## [Exercise aim]
Emit the line that holds "point: distant building" and all lines following it through the end of the data, verbatim, and nothing else.

## [Data entries]
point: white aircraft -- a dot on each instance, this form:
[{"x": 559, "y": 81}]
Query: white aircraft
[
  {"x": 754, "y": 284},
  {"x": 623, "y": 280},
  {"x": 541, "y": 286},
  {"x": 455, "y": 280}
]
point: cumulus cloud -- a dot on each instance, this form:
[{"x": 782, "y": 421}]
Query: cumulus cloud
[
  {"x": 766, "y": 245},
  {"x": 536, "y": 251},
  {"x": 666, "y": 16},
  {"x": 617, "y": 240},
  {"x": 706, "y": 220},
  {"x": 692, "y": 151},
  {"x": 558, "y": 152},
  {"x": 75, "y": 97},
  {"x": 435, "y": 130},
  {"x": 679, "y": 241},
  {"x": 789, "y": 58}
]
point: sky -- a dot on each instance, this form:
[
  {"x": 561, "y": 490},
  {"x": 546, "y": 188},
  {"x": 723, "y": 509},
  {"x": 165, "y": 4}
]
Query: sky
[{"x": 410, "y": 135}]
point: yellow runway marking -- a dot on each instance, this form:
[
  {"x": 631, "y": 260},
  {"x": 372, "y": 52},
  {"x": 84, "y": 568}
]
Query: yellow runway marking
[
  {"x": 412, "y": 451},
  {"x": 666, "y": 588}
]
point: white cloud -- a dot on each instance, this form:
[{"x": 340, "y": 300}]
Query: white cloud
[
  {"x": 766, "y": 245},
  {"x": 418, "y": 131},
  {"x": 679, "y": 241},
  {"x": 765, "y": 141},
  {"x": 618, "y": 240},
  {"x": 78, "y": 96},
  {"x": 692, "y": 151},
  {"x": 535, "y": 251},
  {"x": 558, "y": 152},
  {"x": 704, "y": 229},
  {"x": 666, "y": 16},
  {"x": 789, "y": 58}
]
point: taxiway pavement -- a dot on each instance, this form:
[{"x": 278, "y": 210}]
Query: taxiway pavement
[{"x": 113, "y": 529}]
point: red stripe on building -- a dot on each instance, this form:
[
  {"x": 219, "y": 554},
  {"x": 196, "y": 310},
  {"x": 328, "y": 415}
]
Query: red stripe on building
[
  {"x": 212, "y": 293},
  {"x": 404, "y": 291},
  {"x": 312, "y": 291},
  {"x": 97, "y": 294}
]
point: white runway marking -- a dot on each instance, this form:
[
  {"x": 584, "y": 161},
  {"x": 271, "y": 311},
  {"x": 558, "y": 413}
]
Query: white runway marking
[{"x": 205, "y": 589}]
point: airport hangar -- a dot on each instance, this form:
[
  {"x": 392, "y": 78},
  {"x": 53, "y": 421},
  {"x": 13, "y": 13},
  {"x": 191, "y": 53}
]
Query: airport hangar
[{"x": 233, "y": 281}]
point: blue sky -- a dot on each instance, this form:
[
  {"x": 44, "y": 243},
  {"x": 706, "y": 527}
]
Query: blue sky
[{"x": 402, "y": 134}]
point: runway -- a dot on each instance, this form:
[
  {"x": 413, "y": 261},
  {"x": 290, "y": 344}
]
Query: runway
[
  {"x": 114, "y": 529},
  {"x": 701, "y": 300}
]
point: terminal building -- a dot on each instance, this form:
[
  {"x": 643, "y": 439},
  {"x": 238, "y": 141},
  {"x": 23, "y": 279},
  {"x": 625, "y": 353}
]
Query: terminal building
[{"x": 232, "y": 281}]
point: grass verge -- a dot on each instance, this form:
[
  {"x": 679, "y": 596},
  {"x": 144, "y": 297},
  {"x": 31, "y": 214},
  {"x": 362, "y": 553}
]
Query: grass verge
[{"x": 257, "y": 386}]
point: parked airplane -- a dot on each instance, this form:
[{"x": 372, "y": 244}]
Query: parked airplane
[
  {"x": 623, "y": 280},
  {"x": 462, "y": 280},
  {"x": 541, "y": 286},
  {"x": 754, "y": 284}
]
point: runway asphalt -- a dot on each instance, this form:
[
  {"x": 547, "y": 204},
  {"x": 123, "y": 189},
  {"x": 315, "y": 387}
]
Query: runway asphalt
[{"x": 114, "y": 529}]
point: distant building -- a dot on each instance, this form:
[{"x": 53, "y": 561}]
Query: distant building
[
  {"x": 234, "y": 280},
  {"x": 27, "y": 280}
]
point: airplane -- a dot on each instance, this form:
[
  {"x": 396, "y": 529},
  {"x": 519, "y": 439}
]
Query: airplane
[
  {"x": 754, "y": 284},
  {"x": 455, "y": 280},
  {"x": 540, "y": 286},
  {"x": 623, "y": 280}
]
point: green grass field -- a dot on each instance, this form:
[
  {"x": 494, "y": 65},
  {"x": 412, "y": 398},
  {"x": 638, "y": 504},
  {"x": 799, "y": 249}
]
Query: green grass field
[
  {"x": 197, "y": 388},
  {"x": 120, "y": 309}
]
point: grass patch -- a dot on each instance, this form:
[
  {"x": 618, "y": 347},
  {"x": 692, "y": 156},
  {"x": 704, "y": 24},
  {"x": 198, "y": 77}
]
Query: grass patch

## [Reply]
point: distant building -- a dot on each instance, this form:
[{"x": 53, "y": 561}]
Query: distant building
[
  {"x": 234, "y": 280},
  {"x": 27, "y": 280}
]
point: airplane -- a dot on each instance, this form:
[
  {"x": 396, "y": 529},
  {"x": 519, "y": 439}
]
Query: airplane
[
  {"x": 754, "y": 284},
  {"x": 455, "y": 280},
  {"x": 540, "y": 286},
  {"x": 623, "y": 280}
]
point: green grass field -- a dot on each instance, this form:
[
  {"x": 494, "y": 65},
  {"x": 412, "y": 398},
  {"x": 638, "y": 504},
  {"x": 799, "y": 249}
]
Query: green grass field
[
  {"x": 197, "y": 388},
  {"x": 120, "y": 309}
]
point: grass patch -- a dot on each instance, this form:
[
  {"x": 618, "y": 347},
  {"x": 692, "y": 156},
  {"x": 704, "y": 24},
  {"x": 198, "y": 77}
]
Query: grass patch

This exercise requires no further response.